Written task: From the data below, pull out each line containing the string "rough" and copy those lines unchanged.

Saved entries:
Content starts

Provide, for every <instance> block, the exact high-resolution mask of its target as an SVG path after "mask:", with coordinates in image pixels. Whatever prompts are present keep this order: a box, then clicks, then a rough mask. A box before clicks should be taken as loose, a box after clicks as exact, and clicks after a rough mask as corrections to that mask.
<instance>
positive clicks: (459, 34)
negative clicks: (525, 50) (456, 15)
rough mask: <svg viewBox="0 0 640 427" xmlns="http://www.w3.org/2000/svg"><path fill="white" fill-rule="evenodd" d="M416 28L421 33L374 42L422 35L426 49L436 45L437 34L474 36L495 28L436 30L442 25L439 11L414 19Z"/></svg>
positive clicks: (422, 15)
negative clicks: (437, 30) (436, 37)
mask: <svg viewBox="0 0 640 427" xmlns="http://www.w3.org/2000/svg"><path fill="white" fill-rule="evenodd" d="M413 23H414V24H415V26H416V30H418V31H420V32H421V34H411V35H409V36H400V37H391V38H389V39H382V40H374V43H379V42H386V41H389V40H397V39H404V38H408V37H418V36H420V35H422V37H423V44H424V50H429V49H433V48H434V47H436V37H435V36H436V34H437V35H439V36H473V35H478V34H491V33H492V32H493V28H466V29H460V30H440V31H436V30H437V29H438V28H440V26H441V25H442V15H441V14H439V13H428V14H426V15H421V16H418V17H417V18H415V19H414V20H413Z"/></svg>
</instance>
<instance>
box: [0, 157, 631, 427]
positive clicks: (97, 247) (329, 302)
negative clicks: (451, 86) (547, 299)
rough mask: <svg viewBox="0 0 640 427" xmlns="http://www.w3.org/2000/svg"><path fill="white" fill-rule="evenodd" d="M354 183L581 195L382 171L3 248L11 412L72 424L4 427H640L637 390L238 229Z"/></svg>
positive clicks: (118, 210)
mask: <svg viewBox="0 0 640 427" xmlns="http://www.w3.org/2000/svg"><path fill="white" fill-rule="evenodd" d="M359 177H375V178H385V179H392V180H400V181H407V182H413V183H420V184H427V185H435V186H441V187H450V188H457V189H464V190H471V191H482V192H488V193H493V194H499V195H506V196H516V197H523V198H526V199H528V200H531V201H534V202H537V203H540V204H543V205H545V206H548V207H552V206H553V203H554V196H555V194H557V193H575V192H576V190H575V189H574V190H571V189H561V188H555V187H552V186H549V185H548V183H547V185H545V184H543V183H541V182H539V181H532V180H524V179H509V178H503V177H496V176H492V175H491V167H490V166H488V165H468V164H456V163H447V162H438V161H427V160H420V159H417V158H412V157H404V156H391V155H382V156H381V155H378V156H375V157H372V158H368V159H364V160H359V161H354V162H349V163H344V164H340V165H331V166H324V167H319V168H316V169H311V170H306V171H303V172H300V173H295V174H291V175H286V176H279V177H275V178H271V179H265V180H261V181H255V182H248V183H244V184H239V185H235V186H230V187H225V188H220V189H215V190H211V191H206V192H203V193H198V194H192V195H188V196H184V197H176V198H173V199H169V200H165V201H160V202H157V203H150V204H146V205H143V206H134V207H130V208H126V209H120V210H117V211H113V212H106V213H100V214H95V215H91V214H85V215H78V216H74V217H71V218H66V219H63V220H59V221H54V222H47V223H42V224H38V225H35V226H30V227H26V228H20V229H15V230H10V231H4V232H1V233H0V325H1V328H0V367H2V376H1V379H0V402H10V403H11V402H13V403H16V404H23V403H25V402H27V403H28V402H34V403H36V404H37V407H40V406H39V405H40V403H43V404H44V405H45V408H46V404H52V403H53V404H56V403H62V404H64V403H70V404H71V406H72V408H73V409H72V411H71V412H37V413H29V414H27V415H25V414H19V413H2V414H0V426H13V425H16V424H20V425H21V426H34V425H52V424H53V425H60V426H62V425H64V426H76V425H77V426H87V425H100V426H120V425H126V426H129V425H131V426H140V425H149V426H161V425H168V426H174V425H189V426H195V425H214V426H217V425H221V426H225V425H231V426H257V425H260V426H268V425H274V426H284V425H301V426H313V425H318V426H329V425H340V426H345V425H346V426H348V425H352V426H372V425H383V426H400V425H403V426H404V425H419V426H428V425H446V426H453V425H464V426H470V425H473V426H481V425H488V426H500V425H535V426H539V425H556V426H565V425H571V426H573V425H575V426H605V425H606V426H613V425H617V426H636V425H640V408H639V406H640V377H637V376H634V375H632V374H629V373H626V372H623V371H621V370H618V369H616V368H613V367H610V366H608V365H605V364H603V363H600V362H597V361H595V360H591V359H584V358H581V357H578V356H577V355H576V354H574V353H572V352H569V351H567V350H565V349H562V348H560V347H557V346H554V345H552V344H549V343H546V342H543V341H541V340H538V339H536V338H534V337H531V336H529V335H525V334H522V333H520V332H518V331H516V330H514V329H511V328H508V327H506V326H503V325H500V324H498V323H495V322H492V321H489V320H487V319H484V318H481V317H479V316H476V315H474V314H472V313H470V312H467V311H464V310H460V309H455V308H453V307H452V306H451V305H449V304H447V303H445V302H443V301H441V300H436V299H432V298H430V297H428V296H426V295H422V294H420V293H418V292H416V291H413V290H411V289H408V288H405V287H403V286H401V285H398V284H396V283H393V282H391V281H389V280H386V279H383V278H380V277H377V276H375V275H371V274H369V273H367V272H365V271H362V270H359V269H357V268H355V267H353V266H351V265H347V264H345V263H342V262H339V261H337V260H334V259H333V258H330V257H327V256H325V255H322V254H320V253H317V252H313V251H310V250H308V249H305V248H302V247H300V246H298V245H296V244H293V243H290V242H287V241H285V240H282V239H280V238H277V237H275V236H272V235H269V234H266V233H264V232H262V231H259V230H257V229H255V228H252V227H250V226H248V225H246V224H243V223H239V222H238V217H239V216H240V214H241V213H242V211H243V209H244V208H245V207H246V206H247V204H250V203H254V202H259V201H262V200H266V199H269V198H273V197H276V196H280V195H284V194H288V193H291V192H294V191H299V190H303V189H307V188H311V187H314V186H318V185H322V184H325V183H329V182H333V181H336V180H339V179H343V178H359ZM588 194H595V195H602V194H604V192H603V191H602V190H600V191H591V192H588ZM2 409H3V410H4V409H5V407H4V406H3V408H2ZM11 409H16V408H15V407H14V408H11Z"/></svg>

Content ends

Solution for this exercise:
Provide, for every <instance> block, the exact high-resolution mask of its target as an SVG path after "mask:", with coordinates in image pixels. Whatever prompts are present keep this order: a box, then clicks, then a rough mask. A box before clicks should be taken as loose, a box after clicks as exact, and clicks after a rough mask as corrections to that mask.
rough mask: <svg viewBox="0 0 640 427" xmlns="http://www.w3.org/2000/svg"><path fill="white" fill-rule="evenodd" d="M416 28L421 33L374 42L422 35L426 49L436 45L437 34L474 36L495 28L436 30L442 25L439 11L414 19Z"/></svg>
rough mask: <svg viewBox="0 0 640 427" xmlns="http://www.w3.org/2000/svg"><path fill="white" fill-rule="evenodd" d="M354 183L581 195L382 171L3 248L11 412L72 424L4 427H640L637 390L238 229Z"/></svg>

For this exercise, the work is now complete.